Rewrite the material as a numbered list, from the line containing "Target: <item>green grass</item>" through the end of the material, both included, leaving out blank lines. Include only those lines.

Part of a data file
--------------------------------

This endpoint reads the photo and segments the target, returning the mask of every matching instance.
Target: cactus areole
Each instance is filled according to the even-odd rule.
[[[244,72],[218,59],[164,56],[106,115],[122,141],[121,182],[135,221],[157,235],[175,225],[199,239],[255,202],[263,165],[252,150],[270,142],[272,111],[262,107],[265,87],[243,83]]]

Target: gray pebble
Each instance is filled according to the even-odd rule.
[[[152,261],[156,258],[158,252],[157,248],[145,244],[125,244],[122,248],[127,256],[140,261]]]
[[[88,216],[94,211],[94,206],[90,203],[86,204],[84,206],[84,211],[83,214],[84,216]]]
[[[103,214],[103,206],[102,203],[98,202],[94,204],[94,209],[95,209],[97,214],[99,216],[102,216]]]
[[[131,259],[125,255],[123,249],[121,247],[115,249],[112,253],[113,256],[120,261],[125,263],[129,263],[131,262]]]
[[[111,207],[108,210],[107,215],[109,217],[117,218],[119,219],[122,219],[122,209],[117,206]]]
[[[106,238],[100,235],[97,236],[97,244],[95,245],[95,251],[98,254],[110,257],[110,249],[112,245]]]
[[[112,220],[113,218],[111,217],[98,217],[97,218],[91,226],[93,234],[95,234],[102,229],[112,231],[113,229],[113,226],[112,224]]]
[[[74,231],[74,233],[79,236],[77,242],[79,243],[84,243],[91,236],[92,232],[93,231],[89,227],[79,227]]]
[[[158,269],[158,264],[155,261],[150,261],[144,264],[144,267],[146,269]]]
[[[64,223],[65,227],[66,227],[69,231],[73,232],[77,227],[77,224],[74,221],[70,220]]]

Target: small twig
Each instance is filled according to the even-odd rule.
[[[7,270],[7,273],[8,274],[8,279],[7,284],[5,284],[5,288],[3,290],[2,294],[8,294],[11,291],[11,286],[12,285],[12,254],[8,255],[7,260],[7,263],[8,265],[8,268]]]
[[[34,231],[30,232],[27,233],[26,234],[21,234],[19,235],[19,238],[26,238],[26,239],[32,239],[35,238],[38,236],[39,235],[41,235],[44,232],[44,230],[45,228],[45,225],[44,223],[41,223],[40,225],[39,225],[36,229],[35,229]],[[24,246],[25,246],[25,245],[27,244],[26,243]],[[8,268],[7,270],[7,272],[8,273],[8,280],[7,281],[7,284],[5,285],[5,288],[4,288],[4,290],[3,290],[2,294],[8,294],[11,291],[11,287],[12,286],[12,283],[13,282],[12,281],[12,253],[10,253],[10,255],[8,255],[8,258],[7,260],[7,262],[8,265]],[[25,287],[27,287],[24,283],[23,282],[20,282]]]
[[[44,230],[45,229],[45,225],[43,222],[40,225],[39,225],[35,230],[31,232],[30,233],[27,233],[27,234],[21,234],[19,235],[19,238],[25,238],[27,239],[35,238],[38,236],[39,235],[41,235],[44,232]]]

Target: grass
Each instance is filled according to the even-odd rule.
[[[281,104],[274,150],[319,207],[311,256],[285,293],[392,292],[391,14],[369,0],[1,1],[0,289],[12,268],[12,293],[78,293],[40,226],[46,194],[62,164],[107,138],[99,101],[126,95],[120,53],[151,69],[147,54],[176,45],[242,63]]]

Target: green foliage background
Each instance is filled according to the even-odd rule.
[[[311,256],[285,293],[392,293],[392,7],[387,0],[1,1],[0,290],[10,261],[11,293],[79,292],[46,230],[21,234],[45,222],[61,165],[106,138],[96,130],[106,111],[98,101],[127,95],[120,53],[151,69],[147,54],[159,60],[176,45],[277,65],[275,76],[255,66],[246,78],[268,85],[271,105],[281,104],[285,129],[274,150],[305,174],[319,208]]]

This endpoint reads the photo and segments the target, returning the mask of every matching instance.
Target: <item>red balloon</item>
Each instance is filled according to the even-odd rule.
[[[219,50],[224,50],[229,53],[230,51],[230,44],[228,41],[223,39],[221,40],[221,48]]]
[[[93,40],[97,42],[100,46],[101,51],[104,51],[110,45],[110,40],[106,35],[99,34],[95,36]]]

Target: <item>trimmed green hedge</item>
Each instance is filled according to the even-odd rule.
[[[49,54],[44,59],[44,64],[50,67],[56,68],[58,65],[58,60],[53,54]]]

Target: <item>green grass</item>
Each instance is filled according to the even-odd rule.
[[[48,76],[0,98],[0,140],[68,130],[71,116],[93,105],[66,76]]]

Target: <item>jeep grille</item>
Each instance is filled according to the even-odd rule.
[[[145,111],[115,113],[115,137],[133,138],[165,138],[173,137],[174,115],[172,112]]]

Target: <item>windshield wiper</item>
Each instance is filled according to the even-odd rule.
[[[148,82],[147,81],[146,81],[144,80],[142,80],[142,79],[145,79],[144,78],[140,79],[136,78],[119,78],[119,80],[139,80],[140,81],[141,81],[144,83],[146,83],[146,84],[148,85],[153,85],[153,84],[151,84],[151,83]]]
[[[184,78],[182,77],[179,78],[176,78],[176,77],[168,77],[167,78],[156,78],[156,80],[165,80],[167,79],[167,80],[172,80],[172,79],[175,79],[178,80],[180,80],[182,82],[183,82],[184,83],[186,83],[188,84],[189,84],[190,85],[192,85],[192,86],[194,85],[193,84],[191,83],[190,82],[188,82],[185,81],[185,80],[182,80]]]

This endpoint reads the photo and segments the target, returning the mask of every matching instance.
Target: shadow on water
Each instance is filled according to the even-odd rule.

--------------------------------

-- Solved problem --
1. Target: <item>green grass</item>
2. Each instance is filled according to the even-odd rule.
3. [[[48,76],[0,98],[0,140],[68,130],[71,116],[93,105],[66,76]]]
4. Target: <item>jeep grille</item>
5. Each instance is filled according to the even-odd rule.
6. [[[145,111],[115,113],[115,137],[133,138],[165,138],[173,137],[174,115],[172,112]]]
7. Target: <item>windshield wiper</item>
8. Each instance is filled according to the even-odd rule.
9. [[[148,82],[147,81],[146,81],[144,80],[142,80],[142,79],[145,79],[144,78],[140,79],[136,78],[119,78],[119,80],[139,80],[140,81],[141,81],[144,83],[146,83],[146,84],[148,85],[153,85],[153,84],[151,84],[151,83]]]
10. [[[184,78],[182,77],[179,78],[176,78],[176,77],[168,77],[167,78],[156,78],[156,80],[165,80],[167,79],[167,80],[172,80],[172,79],[175,79],[178,80],[180,80],[182,82],[183,82],[184,83],[186,83],[188,84],[189,84],[190,85],[192,85],[192,86],[194,85],[193,84],[191,83],[190,82],[188,82],[185,81],[185,80],[182,80]]]
11. This endpoint reads the photo and segments the target, returning the mask of every matching instance.
12. Target: shadow on water
13. Each instance is filled according to the even-odd rule.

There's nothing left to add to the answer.